TASK PROMPT: Of the entries below, restate word for word only the section that runs from the line with "In this exercise you will annotate the sky, setting" to the line with "In this exercise you will annotate the church", counting both ends.

** DATA follows **

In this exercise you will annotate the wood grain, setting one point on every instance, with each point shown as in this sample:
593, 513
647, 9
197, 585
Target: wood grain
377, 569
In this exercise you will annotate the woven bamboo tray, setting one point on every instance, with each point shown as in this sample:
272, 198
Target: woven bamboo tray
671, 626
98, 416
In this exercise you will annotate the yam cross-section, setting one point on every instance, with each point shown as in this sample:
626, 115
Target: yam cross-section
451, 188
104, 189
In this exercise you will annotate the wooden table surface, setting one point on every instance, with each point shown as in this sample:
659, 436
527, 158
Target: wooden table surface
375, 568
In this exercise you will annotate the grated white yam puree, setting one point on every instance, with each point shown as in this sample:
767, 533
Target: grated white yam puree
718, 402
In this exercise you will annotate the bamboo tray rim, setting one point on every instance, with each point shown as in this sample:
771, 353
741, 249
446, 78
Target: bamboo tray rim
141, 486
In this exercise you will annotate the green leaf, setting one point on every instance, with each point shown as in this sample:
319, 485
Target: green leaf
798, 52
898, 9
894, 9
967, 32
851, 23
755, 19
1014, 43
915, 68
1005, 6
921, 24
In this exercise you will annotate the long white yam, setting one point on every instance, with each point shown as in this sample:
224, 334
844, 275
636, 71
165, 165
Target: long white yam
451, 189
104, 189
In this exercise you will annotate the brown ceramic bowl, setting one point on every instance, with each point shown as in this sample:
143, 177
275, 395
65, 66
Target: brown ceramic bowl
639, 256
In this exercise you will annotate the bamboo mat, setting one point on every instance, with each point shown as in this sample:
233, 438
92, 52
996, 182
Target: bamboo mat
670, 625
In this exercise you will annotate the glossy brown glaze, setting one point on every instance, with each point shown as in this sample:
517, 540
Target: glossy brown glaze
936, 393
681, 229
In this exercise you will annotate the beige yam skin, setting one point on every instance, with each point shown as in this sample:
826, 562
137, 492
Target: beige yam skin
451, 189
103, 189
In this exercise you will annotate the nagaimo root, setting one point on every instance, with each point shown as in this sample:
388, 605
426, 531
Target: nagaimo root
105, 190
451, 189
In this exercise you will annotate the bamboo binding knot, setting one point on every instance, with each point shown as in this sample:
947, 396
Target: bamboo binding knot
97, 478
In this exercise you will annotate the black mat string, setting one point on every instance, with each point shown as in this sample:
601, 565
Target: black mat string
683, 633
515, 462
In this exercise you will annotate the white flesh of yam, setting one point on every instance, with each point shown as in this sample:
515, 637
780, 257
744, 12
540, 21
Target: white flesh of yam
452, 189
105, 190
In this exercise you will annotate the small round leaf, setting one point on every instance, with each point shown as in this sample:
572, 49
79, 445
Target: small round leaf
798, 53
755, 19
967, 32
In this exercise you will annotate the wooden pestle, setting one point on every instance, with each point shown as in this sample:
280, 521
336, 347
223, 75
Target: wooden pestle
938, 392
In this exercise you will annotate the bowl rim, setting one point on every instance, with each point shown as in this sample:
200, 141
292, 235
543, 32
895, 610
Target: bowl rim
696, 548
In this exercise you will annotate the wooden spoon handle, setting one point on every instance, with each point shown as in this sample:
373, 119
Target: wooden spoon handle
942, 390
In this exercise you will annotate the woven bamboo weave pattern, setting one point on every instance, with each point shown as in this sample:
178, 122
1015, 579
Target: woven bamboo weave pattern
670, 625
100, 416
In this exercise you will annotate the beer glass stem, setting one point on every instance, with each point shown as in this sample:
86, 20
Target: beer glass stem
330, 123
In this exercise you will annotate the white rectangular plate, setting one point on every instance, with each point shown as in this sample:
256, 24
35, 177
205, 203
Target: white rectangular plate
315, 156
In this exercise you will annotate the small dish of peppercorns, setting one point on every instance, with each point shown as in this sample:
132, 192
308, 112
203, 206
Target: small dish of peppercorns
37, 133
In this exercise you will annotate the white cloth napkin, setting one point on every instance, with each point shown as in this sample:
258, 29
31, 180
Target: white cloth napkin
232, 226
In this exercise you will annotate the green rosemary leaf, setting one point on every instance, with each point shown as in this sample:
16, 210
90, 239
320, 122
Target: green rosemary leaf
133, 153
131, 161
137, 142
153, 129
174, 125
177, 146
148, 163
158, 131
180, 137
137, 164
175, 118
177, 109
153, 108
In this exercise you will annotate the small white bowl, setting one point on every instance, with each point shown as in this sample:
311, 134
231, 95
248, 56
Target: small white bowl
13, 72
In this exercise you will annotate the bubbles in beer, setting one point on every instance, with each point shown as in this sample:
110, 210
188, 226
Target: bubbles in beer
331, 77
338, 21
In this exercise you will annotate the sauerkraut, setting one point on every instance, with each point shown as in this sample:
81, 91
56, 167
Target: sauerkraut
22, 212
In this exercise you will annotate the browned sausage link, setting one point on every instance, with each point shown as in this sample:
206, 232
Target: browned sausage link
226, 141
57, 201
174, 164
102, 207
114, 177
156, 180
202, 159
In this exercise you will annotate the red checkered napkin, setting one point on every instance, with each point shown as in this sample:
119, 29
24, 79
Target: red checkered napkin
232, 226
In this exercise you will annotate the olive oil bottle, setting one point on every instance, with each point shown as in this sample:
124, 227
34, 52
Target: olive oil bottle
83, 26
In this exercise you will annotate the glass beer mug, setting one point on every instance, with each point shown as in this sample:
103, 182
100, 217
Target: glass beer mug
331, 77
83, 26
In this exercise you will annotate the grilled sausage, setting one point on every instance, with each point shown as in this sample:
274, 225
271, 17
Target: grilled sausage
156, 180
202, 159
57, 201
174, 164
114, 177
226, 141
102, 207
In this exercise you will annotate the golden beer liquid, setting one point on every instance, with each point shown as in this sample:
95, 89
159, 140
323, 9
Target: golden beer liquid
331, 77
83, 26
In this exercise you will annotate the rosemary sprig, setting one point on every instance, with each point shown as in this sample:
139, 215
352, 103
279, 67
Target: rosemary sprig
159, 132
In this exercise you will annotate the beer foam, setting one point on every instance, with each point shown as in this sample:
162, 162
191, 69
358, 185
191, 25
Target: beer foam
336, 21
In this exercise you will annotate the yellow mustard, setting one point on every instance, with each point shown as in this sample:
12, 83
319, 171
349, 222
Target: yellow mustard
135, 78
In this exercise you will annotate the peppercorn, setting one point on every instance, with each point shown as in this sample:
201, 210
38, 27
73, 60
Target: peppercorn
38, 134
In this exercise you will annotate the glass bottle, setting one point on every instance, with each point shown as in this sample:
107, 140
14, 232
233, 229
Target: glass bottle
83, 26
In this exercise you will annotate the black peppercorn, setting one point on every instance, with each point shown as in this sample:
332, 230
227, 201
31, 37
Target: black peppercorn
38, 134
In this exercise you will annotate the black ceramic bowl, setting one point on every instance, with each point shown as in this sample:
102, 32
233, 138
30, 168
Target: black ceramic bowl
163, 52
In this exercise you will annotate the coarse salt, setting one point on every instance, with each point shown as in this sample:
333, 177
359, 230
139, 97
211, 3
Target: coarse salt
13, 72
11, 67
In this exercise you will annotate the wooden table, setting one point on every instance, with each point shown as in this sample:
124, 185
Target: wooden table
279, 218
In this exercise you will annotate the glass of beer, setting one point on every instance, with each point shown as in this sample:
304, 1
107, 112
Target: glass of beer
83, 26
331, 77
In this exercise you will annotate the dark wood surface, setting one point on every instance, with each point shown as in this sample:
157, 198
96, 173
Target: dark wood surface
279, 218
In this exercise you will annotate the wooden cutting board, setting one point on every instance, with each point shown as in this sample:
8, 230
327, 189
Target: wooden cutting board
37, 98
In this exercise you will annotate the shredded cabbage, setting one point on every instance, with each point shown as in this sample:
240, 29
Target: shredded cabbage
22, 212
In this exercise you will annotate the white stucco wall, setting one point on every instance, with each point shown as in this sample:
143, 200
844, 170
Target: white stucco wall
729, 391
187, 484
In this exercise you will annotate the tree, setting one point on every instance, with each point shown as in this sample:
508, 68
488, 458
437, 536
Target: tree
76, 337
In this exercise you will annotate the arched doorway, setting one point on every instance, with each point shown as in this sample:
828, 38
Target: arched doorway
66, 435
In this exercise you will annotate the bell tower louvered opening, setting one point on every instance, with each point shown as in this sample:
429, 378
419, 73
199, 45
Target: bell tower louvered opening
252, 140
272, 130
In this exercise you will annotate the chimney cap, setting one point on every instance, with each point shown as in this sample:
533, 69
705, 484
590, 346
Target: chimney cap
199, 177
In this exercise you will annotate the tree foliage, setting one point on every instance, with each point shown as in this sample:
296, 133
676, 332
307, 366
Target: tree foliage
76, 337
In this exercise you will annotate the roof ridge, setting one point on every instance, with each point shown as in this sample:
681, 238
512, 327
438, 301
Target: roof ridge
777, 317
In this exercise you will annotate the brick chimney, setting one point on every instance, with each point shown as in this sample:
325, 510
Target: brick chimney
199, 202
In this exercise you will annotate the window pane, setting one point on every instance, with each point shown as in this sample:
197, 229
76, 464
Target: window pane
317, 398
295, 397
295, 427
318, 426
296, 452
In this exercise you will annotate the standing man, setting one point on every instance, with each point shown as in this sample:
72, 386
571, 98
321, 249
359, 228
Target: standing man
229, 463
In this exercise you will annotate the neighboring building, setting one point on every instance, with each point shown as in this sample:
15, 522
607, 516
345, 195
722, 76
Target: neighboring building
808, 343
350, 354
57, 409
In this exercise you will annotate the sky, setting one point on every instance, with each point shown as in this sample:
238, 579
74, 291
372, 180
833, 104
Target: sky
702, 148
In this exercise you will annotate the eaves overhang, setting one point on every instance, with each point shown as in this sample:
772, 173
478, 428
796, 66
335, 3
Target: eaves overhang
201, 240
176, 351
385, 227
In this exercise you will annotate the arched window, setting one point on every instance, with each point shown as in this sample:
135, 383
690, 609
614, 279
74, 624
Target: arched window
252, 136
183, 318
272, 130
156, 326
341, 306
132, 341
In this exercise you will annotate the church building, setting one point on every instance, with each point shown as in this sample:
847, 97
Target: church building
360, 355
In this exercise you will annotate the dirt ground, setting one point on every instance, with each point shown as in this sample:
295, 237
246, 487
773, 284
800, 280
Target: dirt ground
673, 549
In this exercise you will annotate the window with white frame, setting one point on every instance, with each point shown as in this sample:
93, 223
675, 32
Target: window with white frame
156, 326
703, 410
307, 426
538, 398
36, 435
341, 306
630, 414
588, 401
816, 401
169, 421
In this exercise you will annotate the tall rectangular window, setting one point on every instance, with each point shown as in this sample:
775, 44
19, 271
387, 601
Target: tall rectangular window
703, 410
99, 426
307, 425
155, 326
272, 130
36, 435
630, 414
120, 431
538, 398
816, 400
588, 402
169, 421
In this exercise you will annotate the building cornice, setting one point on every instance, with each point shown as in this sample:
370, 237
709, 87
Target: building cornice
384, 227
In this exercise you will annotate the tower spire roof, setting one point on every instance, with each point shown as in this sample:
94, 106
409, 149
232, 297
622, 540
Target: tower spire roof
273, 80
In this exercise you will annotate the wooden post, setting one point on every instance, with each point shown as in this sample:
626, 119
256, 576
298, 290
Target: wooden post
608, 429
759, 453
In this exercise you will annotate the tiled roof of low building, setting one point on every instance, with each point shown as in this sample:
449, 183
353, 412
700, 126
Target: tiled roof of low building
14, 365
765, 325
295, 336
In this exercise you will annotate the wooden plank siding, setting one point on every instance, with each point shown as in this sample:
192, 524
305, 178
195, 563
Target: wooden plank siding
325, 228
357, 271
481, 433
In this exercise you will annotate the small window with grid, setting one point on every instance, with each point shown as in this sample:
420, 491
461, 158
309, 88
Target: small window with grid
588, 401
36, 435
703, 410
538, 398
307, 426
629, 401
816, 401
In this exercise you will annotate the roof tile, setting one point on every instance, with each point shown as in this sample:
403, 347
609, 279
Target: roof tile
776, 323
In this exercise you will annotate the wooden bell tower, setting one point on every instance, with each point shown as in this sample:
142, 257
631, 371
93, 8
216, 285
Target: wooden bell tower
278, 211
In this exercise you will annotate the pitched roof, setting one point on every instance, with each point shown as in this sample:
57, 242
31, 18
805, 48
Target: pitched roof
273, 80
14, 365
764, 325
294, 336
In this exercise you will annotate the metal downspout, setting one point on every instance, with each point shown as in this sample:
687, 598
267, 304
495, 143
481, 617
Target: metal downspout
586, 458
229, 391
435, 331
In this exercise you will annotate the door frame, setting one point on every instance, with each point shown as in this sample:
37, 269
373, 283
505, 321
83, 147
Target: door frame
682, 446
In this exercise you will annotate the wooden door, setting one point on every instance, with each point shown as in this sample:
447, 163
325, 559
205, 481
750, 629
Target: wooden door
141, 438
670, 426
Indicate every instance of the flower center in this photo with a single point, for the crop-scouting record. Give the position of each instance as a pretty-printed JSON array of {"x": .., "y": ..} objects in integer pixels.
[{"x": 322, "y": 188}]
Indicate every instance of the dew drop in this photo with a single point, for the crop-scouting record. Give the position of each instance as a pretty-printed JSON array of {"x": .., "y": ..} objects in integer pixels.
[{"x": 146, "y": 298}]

** End of DATA **

RESULT OF THE EXERCISE:
In this exercise you will annotate the sky, setting one point on every instance, with each point shown as in this sample:
238, 579
74, 291
372, 180
833, 104
Target: sky
702, 148
In this exercise you will annotate the eaves overhang, setting one point on every instance, with each point shown as in this sample:
772, 173
478, 428
796, 66
335, 3
Target: eaves overhang
201, 240
176, 351
385, 227
In this exercise you will annotate the arched window, setting one point on every instance, with each point shown as in this sample:
135, 383
690, 609
614, 279
74, 624
Target: arched window
252, 136
183, 318
272, 130
156, 326
341, 306
132, 341
In this exercise you will annotate the church building, setting one point on every instance, with each point shown as in this sample:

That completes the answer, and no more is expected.